SCHRIFTLICHE ANFRAGE :: Gib aus dem Textauszug über die Schweizer Armee die Stelle wortgleich wieder, die bei „Warum wir eine“ beginnt und bei „neu zu denken.“ endet.

TEXTAUSZUG ::
----------------

Warum wir eine andere Armee brauchen

Publiziert am 26. Oktober 2018 von Matthias Zehnder

Rund fünf Milliarden Franken pumpt die Schweiz jedes Jahr in ihr Militär. Soldaten lernen nach wie vor Handgranaten zu werfen und auf Scheiben zu schiessen. Doch konventionelle Kriege sind sehr unwahrscheinlich geworden: Es lohnt sich schlicht nicht mehr, ein Land mit Panzern anzugreifen. Wirklich bedroht sind unsere Firmen, unsere Computer – und unsere Köpfe. Doch da hilft die Schweizer Armee kaum etwas – und die Politik setzt nach wie vor auf die alten Rezepte. Es ist Zeit, unsere Sicherheit neu zu denken.

----------------

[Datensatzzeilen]
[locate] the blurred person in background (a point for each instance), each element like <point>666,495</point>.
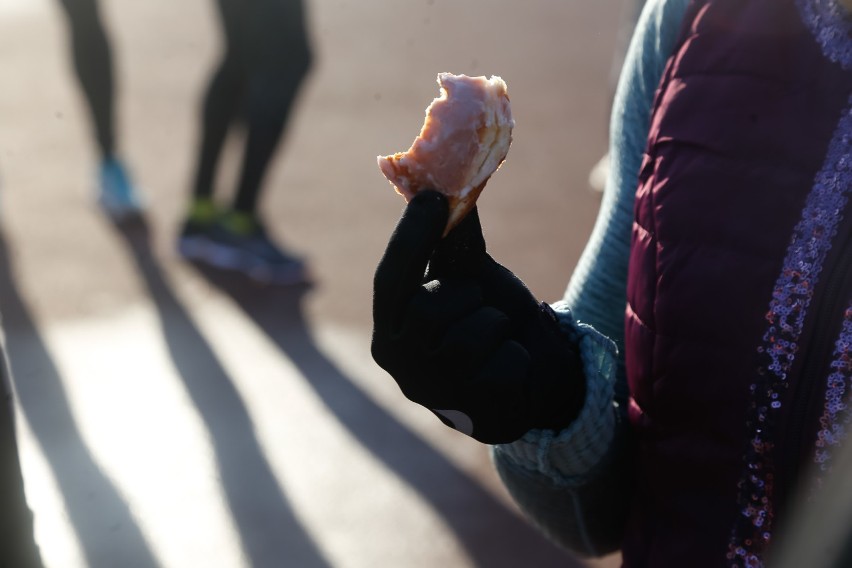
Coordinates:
<point>819,534</point>
<point>630,15</point>
<point>266,59</point>
<point>19,549</point>
<point>670,405</point>
<point>93,65</point>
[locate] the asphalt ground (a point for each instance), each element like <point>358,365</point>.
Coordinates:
<point>175,416</point>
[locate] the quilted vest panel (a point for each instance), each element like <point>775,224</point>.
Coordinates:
<point>727,287</point>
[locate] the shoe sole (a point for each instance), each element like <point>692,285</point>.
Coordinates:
<point>227,259</point>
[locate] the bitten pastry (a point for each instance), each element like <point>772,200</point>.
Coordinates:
<point>465,138</point>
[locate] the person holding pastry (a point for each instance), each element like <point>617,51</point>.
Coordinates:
<point>696,376</point>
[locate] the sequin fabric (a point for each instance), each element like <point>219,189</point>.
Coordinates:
<point>837,414</point>
<point>831,25</point>
<point>792,295</point>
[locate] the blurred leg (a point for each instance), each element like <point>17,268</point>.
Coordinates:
<point>222,100</point>
<point>278,59</point>
<point>93,65</point>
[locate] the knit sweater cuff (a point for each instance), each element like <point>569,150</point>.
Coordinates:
<point>569,455</point>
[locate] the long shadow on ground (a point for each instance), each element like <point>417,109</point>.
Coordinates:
<point>105,527</point>
<point>493,535</point>
<point>270,533</point>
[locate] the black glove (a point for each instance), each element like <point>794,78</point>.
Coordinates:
<point>464,337</point>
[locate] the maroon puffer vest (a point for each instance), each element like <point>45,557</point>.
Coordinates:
<point>740,282</point>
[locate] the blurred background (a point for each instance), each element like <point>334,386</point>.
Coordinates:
<point>171,415</point>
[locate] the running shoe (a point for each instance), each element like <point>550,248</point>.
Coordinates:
<point>117,195</point>
<point>239,242</point>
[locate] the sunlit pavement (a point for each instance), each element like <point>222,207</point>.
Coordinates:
<point>175,416</point>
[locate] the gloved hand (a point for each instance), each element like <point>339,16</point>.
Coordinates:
<point>464,337</point>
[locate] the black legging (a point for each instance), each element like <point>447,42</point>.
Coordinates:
<point>93,65</point>
<point>267,56</point>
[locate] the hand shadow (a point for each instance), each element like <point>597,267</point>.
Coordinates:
<point>491,533</point>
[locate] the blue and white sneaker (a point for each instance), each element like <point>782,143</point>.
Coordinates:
<point>237,241</point>
<point>116,193</point>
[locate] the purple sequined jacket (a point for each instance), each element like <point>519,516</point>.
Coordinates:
<point>739,317</point>
<point>738,287</point>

----------------

VOLLSTÄNDIGE ANTWORT ::
Warum wir eine andere Armee brauchen

Publiziert am 26. Oktober 2018 von Matthias Zehnder

Rund fünf Milliarden Franken pumpt die Schweiz jedes Jahr in ihr Militär. Soldaten lernen nach wie vor Handgranaten zu werfen und auf Scheiben zu schiessen. Doch konventionelle Kriege sind sehr unwahrscheinlich geworden: Es lohnt sich schlicht nicht mehr, ein Land mit Panzern anzugreifen. Wirklich bedroht sind unsere Firmen, unsere Computer – und unsere Köpfe. Doch da hilft die Schweizer Armee kaum etwas – und die Politik setzt nach wie vor auf die alten Rezepte. Es ist Zeit, unsere Sicherheit neu zu denken.